Your reply should reproduce each record precisely as written.

════════════════════

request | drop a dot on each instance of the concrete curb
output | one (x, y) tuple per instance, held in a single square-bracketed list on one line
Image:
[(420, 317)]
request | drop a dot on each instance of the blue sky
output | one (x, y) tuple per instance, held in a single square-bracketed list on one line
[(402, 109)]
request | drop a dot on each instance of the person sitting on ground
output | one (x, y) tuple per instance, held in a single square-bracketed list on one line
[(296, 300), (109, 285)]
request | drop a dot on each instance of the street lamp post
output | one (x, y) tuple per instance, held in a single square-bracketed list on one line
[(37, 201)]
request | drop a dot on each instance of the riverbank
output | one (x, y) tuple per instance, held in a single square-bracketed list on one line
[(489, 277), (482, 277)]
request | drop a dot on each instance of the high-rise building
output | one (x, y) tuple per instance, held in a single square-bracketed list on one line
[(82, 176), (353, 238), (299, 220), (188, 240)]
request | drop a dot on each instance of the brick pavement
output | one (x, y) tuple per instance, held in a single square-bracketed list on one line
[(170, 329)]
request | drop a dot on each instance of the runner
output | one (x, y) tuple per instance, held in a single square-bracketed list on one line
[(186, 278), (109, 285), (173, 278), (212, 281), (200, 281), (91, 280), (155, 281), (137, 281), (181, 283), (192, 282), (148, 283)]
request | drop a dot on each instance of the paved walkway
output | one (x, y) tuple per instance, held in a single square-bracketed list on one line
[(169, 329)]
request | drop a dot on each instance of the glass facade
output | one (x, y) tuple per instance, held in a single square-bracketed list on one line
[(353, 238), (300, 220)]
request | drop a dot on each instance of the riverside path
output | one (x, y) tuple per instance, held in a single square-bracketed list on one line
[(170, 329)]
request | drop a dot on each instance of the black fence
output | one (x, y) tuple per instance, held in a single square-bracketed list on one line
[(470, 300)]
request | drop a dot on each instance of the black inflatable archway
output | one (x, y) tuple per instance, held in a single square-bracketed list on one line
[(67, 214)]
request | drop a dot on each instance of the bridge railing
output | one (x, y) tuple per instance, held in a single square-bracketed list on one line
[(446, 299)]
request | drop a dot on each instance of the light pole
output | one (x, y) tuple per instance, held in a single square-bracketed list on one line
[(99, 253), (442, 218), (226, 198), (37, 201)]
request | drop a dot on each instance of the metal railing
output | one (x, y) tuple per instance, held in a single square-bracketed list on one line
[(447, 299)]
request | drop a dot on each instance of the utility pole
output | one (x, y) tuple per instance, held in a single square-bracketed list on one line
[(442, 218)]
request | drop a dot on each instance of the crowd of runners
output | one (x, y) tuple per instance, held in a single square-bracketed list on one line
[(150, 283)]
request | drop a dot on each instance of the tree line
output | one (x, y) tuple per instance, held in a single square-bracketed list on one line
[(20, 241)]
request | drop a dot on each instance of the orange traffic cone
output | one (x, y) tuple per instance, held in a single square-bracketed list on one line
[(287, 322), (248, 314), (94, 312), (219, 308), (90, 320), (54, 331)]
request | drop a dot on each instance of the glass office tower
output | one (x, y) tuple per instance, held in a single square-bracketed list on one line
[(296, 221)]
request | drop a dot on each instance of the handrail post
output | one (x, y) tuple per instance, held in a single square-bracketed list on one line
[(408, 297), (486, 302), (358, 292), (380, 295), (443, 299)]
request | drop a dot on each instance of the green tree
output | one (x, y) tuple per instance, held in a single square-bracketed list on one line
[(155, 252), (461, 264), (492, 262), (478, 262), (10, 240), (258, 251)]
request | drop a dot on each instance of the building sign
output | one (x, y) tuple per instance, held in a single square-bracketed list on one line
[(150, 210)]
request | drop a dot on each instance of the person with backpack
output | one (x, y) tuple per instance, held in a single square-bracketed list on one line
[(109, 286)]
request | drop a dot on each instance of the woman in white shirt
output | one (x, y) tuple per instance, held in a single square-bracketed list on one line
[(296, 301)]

════════════════════

SOLUTION TO THIS EXERCISE>
request | drop a dot on each instance of the concrete curb
output | one (x, y) tuple per instance, held in a single square-bracketed list on one line
Image:
[(420, 317)]
request | drop a dot on each instance of the blue sky
output | one (x, y) tuple per instance, held in a single square-bracketed list on one line
[(402, 109)]
request | drop a dot on each instance of the person sitting on ground
output | one (x, y) tuple per instance, held in a single square-bracketed list on one line
[(296, 300), (109, 285)]
request | drop a dot on each instance of the street lamp post
output | one (x, y) tuple per instance, held in a single square-bracketed list on one line
[(37, 201)]
request | drop a dot on each instance of the riverbank
output | one (x, y) tuple per instance, held in a single square-bracketed list on one line
[(489, 277), (482, 277)]
request | drop a dot on each instance of the high-rise building
output | one (x, y) tuple per instance, held in a single square-bracketed list on one line
[(82, 176), (353, 238), (299, 220), (188, 240)]
request | drop a dot on each instance of the brick pavement
output | one (x, y) tuple per instance, held in a single square-bracketed list on one line
[(170, 329)]
request | drop a dot on each instance of the runner
output | one (x, y) tuple per instance, held in a single square-bracketed list on one line
[(186, 278), (109, 285), (173, 278), (212, 281), (200, 281), (91, 280), (155, 281), (137, 281), (181, 283), (192, 282), (148, 283)]
request | drop a dot on each instance of the paved walkway
output | one (x, y) tuple per instance, held in a single square-bracketed list on one line
[(169, 329)]
request | drop a dot on each instance of the glass facade
output | one (x, y) tuple per instance, held in a single square-bracketed list on one line
[(353, 238), (300, 220)]
request | drop a dot on each instance of the riverside path
output | one (x, y) tuple per instance, held in a single square-bracketed list on one line
[(170, 329)]
request | drop a dot on each instance of the black fence
output | one (x, y) tuple per instance, held in a single square-bracketed list on one line
[(470, 300)]
request | drop a dot on each instance of the black inflatable archway
output | one (x, y) tuple per instance, held in a single square-bracketed list on one line
[(67, 214)]
request | drop a dot on each instance of the bridge railing
output | one (x, y) tuple per instance, held in a single square-bracketed list on one line
[(446, 299)]
request | drop a dot on each instance of the light pole
output | one (x, y) tuple per instance, held in a single square-bracketed list on one line
[(99, 253), (442, 218), (226, 198), (37, 201)]
request | drop a dot on each instance of the metal railing
output | one (x, y) tuple per instance, held in a single square-bracketed list on one line
[(447, 299)]
request | drop a dot on each instance of the utility pole
output | one (x, y) tuple per instance, held in a single square-bracketed list on one line
[(442, 218)]
request | drop a dot on each instance of the crowd of runners
output | one (x, y) tuple per instance, held in a single square-bracketed list on one line
[(150, 283)]
request | drop a dot on each instance of the tree line
output | one (x, y) tuple per instance, held in a single square-bracketed list on one line
[(20, 241)]
request | drop a dot on each instance of the orange traffic cone
output | one (x, y) tuple per instance, held in a single square-bracketed list on one line
[(287, 322), (248, 314), (94, 312), (219, 308), (90, 320), (54, 331)]
request | drop a dot on each instance of the glass office tower
output | one (x, y) tuple per instance, held in a single square-bracketed list on one line
[(296, 221)]
request | drop a dot on each instance of the handrail post
output | one (x, y) tuple per instance, held in a single square-bracketed list on one line
[(408, 297), (486, 302), (358, 292), (380, 295), (443, 299)]
request | drop a dot on each instance of the green tree
output | one (x, y) tuple per instance, held in a single square-bracketed list on one line
[(155, 252), (461, 264), (492, 262), (478, 262), (10, 240), (258, 251)]
request | drop a dot on each instance of the building sign
output | one (x, y) tuple per instance, held in a single square-bracketed list on one line
[(150, 210)]
request | drop a dot on each instance of the person with backpack
output | one (x, y) tuple per instance, held in a single square-bracketed list on one line
[(109, 286)]
request | drop a dot on each instance of the woman in white shirt
output | one (x, y) tuple per instance, held in a single square-bracketed list on one line
[(296, 301)]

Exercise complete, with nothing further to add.